### Direction:
Copy everything from the line containing "Question. Indicate a single point on every instance of the group" through the end of the data, swapping "terraced rice field" for "rice terrace" and leaving the rest unchanged.

### Task material:
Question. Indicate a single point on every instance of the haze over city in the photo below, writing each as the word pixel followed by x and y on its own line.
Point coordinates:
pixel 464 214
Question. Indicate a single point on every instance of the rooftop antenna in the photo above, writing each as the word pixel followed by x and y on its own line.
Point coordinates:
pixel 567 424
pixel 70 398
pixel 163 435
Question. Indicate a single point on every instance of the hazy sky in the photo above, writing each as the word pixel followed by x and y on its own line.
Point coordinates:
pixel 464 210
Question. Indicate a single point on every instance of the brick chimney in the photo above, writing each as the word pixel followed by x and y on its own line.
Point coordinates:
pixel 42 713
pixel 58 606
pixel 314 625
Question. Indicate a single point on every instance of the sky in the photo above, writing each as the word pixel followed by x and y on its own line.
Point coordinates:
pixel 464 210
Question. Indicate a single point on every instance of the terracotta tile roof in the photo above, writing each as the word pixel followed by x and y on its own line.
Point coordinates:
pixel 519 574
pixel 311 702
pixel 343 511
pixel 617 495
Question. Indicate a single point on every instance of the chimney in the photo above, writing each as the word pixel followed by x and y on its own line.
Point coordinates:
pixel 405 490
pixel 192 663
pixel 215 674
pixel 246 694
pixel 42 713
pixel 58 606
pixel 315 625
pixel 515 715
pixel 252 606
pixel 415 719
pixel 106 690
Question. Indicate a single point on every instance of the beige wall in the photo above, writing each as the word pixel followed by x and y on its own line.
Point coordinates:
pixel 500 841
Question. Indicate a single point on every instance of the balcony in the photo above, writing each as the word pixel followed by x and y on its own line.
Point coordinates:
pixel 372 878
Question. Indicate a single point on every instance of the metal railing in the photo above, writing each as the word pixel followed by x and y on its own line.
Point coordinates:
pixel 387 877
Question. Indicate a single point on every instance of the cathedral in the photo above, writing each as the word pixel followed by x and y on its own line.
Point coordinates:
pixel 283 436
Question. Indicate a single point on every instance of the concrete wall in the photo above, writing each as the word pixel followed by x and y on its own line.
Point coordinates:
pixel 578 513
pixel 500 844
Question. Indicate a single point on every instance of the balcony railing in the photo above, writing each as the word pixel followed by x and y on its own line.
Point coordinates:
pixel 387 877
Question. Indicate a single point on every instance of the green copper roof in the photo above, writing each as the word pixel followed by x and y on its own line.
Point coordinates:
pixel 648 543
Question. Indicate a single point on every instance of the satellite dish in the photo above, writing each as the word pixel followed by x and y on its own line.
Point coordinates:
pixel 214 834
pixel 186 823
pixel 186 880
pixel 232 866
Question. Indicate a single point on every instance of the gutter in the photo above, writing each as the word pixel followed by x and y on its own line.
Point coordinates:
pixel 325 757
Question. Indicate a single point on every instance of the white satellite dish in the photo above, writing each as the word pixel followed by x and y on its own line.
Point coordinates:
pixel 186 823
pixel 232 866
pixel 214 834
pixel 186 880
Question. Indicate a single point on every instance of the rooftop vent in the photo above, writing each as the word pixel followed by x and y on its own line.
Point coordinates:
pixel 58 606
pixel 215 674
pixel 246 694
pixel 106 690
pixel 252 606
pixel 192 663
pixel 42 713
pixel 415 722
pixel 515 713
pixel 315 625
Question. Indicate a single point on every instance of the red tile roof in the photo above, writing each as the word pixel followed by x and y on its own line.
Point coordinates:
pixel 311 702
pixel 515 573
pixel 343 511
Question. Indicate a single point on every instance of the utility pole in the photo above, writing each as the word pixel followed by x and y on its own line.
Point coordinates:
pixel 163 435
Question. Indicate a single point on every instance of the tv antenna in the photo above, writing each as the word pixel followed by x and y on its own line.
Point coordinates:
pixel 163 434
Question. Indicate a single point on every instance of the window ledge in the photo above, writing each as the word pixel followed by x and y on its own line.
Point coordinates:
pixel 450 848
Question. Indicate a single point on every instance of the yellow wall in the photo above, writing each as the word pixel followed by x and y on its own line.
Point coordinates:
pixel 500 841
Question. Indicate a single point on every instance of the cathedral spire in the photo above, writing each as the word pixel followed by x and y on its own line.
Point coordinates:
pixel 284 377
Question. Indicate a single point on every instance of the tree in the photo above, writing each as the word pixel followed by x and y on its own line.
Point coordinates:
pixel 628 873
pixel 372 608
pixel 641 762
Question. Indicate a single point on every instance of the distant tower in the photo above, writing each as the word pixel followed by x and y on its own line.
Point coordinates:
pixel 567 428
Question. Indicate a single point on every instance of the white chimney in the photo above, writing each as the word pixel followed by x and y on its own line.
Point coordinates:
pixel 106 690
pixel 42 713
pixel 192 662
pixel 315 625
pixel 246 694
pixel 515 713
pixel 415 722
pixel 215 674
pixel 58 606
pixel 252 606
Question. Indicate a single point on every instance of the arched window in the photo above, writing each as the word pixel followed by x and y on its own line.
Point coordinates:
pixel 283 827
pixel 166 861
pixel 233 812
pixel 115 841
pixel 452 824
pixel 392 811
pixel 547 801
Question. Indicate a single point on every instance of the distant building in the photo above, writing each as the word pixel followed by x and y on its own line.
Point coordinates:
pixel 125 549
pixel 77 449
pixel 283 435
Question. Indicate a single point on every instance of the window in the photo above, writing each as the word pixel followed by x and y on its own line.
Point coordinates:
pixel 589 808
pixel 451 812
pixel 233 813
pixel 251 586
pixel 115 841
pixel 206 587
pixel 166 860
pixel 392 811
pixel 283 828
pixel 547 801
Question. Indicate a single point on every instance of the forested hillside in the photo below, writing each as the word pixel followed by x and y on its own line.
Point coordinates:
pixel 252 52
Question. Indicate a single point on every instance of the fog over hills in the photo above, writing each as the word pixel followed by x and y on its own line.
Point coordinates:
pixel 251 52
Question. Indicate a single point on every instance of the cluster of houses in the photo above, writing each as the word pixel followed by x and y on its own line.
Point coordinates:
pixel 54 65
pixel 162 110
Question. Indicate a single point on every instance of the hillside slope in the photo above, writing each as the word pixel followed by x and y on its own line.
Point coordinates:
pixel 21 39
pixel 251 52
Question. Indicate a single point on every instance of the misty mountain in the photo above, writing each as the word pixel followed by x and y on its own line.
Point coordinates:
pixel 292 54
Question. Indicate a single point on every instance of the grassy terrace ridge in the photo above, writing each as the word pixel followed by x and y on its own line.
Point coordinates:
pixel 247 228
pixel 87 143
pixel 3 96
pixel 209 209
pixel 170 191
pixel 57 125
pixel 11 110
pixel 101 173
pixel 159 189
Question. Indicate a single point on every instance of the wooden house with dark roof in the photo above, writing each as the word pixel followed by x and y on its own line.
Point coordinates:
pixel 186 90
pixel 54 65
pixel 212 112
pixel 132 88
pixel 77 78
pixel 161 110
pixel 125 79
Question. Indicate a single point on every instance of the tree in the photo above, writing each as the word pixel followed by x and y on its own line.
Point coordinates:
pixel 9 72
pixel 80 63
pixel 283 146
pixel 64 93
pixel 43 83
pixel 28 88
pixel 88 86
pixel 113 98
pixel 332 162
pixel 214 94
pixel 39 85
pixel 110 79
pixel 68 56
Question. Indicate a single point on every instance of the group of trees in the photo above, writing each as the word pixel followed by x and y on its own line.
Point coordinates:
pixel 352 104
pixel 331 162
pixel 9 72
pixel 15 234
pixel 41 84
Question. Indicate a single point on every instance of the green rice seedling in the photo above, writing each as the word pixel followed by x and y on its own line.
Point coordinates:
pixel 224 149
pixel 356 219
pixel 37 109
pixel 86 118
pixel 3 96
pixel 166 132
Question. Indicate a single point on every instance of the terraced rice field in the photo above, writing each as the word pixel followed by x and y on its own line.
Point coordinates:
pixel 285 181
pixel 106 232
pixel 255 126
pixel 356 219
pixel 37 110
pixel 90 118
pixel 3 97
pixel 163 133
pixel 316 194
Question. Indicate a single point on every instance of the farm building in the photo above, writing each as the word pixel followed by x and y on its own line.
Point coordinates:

### Written answer:
Question. Indicate a single point on every instance of the group of trees in the photo above, writing each as the word pixel followed by x and y on its own line.
Point coordinates:
pixel 352 104
pixel 331 162
pixel 9 72
pixel 15 234
pixel 41 84
Question. Indicate a single point on every instance of the green rice seedling in the photo above, writing each as the word pixel followed by x and y on its own line.
Point coordinates:
pixel 224 149
pixel 356 219
pixel 37 109
pixel 86 118
pixel 3 96
pixel 166 132
Question. Indicate a single point on every instance of the rice terrace in the photo above, writing each as the word pixel followed by x and y on its own line.
Point coordinates:
pixel 285 181
pixel 106 232
pixel 255 126
pixel 356 219
pixel 37 110
pixel 90 118
pixel 3 97
pixel 163 133
pixel 316 194
Question. Indicate a single point on every instance of the farm building in the photo above, writing each as the word pixel followed by x and y on its own line.
Point coordinates:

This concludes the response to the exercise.